TRECHO CITADO:
----

Eles são bons, mesmo, é na fusão perfeita dos teclados de Domi com a bateria de JD Beck. Os andamentos quebrados do jazz criam caminhos próprios para se reencontrarem algumas frases à frente, sempre em uma sintonia impressionante. Talvez ajude o fato de que a dupla toca cara a cara, com seus instrumentos se encarando. As personalidades dos artistas brotam inevitavelmente a cada interação com os fãs que, aos poucos, foram chegando para o início da noite.
Entre tiradas sarcásticas, alguns palavrões e muita alegria por estarem finalmente no país (“tem cinco anos que recebemos comentários ‘come to Brazil’, agora estamos aqui, porra!”), eles mostram um domínio do piano e da bateria associado a artistas mais experientes, porém trazendo a ousadia de uma geração que se recusa a caber no estereótipo do jazzista embotado que ocupa estes espaços há um século. Domi e JD Beck mostram que é possível levar o jazz a outros patamares, e isso passa por escolhas fashion, fusões com outros gêneros e, claro, muita personalidade.
C6 Fest no Rio: Samara Joy canta Djavan e encanta
De um palco minimalista a outro, a produção do C6 Fest montou o cenário de um espetáculo impecável. Não era preciso muito: um baixo acústico, uma bateria e um piano de cauda – além de um microfone para a grande atração que é a voz de Samara Joy.
A nova-iorquina de 23 anos surpreende porque, embora ofereça o que aparentemente será uma interpretação clássica do gênero, subverte as expectativas ao transformar o show em uma noite de contação de histórias. Samara se veste para o papel: salto agulha, vestido longo. Porém, na primeira oportunidade, vibra com os solos de seus músicos, se apoia ao piano para observá-los, conversa com o público. A sisudez que acompanha os espaços onde o jazz prospera – as casas de concerto, os teatros – se desfaz diante do sorriso de uma cantora que conhece seu potencial vocal, mas também a força que a música tem para contar histórias.
“Guess Who I Saw Today” é um dos pontos altos, em que cada frase do diálogo de uma esposa com o marido que chega em casa do trabalho ganha a entonação necessária para tornar aquela conversa irresistível. O blues “If You Don’t Like My Peaches (Then Don’t Shake My Tree)”, “Nostalgia (The Day I Knew)” e “Sweet Pumpkin” foram destaques, mas para o público brasileiro, o melhor ainda estava por vir.
Uma das primeiras canções da noite foi “Chega de Saudade”, em um aceno à bossa nova que tanto compartilha com o jazz. Lá pelo meio do repertório, “Flor de Lis” faz o público cantar alto o sucesso de Djavan – em entrevista ao TMDQA!, Samara revelou que já conhecia a sonoridade do cantor antes de viajar ao Brasil. Ela não só interpretou canções em Português cristalino, como apresentou toda a sua banda e disse amar o país, em frases cuidadosamente estudadas.
Ao sair do palco ovacionada, Samara Joy deixou o público clamando por um bis que não poderia vir. Afinal, o verdadeiro desafio na troca de palcos viria a seguir.

----

O QUE SE PEDE:
a: Qual é a idade de Samara Joy, segundo o trecho citado?
b: Explique, com base no trecho citado, por que Samara Joy surpreende o público em seu show.
c: Reescreva o trecho citado desde "Entre tiradas sarcásticas, alguns" até "de Samara Joy.", inclusive, trocando "espetáculo" por "concerto".

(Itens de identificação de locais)

----

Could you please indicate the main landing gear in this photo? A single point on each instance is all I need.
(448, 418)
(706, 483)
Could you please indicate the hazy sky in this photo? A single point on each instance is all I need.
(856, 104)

----

RESULTADOS ESPERADOS:
a: Ela tem 23 anos.

b: Ela surpreende porque, embora pareça oferecer uma interpretação clássica do jazz, subverte as expectativas ao transformar o show em uma noite de contação de histórias.

c:
Entre tiradas sarcásticas, alguns palavrões e muita alegria por estarem finalmente no país (“tem cinco anos que recebemos comentários ‘come to Brazil’, agora estamos aqui, porra!”), eles mostram um domínio do piano e da bateria associado a artistas mais experientes, porém trazendo a ousadia de uma geração que se recusa a caber no estereótipo do jazzista embotado que ocupa estes espaços há um século. Domi e JD Beck mostram que é possível levar o jazz a outros patamares, e isso passa por escolhas fashion, fusões com outros gêneros e, claro, muita personalidade.
C6 Fest no Rio: Samara Joy canta Djavan e encanta
De um palco minimalista a outro, a produção do C6 Fest montou o cenário de um concerto impecável. Não era preciso muito: um baixo acústico, uma bateria e um piano de cauda – além de um microfone para a grande atração que é a voz de Samara Joy.